(Coordinate annotation listing)
--- --- ---
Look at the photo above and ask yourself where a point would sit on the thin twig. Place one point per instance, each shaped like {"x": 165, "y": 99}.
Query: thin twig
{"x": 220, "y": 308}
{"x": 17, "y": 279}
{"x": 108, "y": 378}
--- --- ---
Convert the listing above into a two-column CSV with the headers query_text and coordinates. Give each text in it and the answer that follows that text one row, with every field quoted and line breaks replaced by spaces.

WORKED SOLUTION ->
query_text,coordinates
"Look at the photo above and ask yourself where a point would sit on the thin twig. Place one point per instance, each shaped like {""x"": 165, ""y"": 99}. Query: thin twig","{""x"": 220, ""y"": 308} {""x"": 17, ""y"": 279} {""x"": 108, ""y"": 378}"